→ What you should do
Pictures do not belong in the copy, so please give every entry below again exactly.

Begin Dataset

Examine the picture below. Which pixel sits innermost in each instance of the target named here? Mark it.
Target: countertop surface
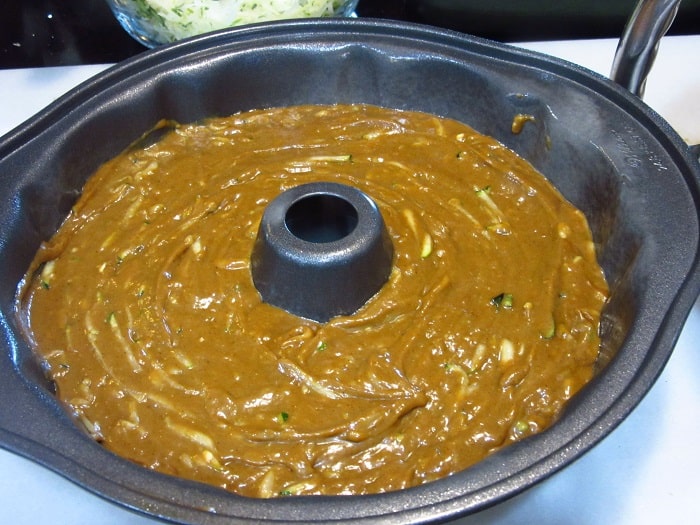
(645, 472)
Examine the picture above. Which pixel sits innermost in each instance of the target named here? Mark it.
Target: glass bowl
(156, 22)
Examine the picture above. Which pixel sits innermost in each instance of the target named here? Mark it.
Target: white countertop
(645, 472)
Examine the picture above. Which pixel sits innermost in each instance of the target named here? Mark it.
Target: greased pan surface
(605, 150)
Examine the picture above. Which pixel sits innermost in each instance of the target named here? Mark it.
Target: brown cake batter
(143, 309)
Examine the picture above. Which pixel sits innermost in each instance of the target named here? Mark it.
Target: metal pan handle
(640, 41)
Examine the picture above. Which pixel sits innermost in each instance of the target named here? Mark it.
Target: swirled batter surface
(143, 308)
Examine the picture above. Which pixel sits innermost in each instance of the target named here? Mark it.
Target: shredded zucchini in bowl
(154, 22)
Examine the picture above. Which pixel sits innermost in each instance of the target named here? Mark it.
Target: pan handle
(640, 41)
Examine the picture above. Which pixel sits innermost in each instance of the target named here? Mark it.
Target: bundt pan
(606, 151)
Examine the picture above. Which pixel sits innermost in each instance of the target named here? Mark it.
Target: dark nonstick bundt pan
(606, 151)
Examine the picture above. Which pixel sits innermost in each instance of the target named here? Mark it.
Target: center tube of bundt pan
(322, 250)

End Dataset

→ Solution to the problem
Examine the picture below. Which pixel sits innermost in each instance of the target named here? Mark it.
Target: countertop surface
(645, 472)
Examine the picture above. Which pixel sits innermost in each instance of the target named here? Mark it.
Target: glass bowl
(156, 22)
Examine the picture above. Which pixel sits innermost in each instance of the target named here? Mark it.
Target: white countertop
(645, 472)
Examine the picture above. Which pixel sits innermost in each instance of the target named here? Mark it.
Target: greased pan surface
(605, 150)
Examine the picture above. Which pixel sits innermost in each instance of the target named here? Mark it.
Target: brown cake batter
(143, 309)
Examine the picture above. Which pixel sits innermost in each instance of the target named here? Mark it.
Target: metal pan handle
(640, 41)
Examine the picture above. Which pixel sits innermost in each instance of the target named here? Mark it.
Target: swirled batter surface
(143, 308)
Examine the picture above. Which pixel sits innermost in each instance of the target named here? Mark it.
Target: shredded zucchini in bowl
(154, 22)
Examine the picture above. Which pixel sits innermost in each instance of the target named here? Mark it.
Target: pan handle
(640, 41)
Examine the picture above. Which pixel sits innermost in each instance of the target named here? Mark it.
Target: bundt pan
(606, 151)
Examine the picture above. Which pixel sits innermost in each instance of the target named here? Mark it.
Target: dark nonstick bundt pan
(606, 151)
Examine the picture above. Which pixel sits innermost in each instance of the target named here? Mark it.
Target: center tube of bundt pan
(322, 250)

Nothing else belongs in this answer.